RECORDS TO PROCESS:
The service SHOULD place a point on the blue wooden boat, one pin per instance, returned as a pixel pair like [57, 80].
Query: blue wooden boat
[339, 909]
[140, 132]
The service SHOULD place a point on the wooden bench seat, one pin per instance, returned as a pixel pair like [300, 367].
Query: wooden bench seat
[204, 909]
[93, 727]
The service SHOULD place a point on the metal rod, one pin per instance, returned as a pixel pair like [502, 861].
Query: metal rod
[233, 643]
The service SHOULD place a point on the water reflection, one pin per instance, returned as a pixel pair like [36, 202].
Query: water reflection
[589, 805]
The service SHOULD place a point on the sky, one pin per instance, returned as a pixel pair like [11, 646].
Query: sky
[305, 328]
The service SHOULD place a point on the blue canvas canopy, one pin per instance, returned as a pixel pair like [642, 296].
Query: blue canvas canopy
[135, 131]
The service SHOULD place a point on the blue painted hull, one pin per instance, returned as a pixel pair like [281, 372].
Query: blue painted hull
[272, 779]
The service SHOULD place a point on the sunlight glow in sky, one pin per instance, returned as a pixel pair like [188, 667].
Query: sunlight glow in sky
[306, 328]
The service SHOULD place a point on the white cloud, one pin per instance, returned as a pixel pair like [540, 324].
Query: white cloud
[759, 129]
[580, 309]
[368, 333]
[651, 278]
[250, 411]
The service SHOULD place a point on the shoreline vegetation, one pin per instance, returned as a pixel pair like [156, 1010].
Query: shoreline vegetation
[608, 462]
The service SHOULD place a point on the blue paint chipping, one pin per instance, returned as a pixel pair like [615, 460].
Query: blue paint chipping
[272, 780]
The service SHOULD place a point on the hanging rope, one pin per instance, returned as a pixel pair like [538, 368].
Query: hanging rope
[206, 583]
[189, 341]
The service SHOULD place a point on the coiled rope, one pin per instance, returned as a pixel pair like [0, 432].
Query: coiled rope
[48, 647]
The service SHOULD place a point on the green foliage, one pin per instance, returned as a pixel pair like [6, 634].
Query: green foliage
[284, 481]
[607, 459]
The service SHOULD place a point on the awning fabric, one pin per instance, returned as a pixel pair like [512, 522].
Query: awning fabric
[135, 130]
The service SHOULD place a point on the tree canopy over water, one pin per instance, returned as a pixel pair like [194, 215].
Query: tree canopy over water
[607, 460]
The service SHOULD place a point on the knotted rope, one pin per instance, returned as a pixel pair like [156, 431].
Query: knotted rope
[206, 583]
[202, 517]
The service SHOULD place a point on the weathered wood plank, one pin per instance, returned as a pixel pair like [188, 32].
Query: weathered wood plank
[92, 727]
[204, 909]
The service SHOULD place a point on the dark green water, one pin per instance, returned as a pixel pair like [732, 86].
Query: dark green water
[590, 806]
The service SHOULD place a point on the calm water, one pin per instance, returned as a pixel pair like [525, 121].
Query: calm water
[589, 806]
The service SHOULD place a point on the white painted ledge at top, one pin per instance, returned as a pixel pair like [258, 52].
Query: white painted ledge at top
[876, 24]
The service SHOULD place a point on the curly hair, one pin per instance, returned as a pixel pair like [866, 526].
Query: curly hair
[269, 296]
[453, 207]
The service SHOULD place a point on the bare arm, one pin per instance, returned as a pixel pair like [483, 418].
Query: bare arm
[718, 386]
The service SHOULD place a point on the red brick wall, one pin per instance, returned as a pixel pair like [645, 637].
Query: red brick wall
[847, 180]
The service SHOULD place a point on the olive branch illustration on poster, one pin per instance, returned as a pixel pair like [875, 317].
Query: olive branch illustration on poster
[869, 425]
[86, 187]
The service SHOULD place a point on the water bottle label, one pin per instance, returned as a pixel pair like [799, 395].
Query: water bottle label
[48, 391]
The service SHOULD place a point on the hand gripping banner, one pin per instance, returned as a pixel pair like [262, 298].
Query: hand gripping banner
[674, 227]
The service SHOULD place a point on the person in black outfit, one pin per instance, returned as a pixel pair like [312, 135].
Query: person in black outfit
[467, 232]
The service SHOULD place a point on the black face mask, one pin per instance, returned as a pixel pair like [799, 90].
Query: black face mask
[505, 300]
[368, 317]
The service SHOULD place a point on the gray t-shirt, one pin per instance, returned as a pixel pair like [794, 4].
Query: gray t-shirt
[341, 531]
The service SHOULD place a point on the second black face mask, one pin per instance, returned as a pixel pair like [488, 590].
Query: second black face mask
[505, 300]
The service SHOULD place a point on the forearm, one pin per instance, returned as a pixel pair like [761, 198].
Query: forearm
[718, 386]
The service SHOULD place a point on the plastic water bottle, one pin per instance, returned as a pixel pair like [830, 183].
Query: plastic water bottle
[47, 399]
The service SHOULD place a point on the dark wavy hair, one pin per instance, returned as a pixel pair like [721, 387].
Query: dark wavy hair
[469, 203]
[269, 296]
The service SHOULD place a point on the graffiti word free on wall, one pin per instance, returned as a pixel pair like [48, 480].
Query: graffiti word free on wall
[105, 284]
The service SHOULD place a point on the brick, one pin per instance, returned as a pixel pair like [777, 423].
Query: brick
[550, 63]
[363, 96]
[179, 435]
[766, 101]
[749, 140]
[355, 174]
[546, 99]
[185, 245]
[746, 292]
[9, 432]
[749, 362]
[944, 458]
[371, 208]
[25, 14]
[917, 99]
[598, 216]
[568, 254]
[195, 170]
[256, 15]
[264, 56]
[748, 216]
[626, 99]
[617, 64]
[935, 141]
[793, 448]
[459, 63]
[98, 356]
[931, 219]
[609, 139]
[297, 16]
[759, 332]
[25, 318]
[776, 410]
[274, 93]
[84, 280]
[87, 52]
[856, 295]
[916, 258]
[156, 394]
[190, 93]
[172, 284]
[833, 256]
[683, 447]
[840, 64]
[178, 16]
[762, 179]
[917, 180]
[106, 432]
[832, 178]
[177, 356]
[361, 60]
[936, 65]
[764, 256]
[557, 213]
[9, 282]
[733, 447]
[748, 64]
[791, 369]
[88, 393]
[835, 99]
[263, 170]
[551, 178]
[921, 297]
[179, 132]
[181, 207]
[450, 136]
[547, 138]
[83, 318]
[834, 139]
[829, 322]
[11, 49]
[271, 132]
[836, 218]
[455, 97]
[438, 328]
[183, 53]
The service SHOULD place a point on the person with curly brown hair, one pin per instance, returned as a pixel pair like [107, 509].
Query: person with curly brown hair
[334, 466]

WORK TO COMPLETE: Exactly as written, give again every line from the one containing "The service SHOULD place a point on the forearm, one" through the last line of the material above, and no other lines.

TASK OUTPUT:
The service SHOULD place a point on the forearm, one pin per instance, returned as a pixel pair like [761, 198].
Query: forearm
[718, 386]
The service SHOULD place a point on the plastic water bottle, one pin per instance, returned as a pixel pair like [830, 183].
Query: plastic water bottle
[47, 399]
The service SHOULD place a point on the dark wavy hair, one pin per instance, returned as a pixel pair like [721, 387].
Query: dark wavy hair
[469, 203]
[269, 296]
The service SHOULD place a point on the graffiti word free on wall, one pin per instance, returned as a pixel pair like [48, 480].
Query: graffiti word free on wall
[105, 284]
The service SHOULD place a point on the brick, one pin per instance, returned as a pixel pair like [777, 423].
Query: brick
[550, 63]
[363, 96]
[179, 435]
[766, 101]
[749, 140]
[355, 174]
[546, 99]
[185, 245]
[746, 292]
[9, 432]
[749, 362]
[944, 458]
[371, 208]
[25, 14]
[917, 99]
[598, 216]
[568, 254]
[195, 170]
[256, 15]
[264, 56]
[748, 216]
[626, 99]
[617, 64]
[935, 141]
[793, 448]
[459, 63]
[98, 356]
[931, 219]
[609, 139]
[297, 16]
[759, 332]
[25, 318]
[776, 410]
[274, 93]
[84, 280]
[87, 52]
[856, 295]
[916, 258]
[156, 394]
[190, 93]
[172, 284]
[833, 256]
[683, 447]
[840, 64]
[178, 16]
[762, 179]
[917, 180]
[106, 432]
[832, 178]
[177, 356]
[361, 60]
[936, 65]
[764, 256]
[557, 213]
[9, 282]
[733, 447]
[748, 64]
[791, 369]
[88, 393]
[835, 99]
[263, 170]
[551, 178]
[921, 297]
[179, 132]
[181, 207]
[450, 136]
[547, 138]
[83, 318]
[834, 139]
[829, 322]
[11, 49]
[271, 132]
[836, 218]
[455, 97]
[438, 328]
[183, 53]
The service SHOULD place a point on the person with curly brown hair, one pin per instance, returned as a pixel pair like [107, 509].
Query: person with curly brown hair
[334, 466]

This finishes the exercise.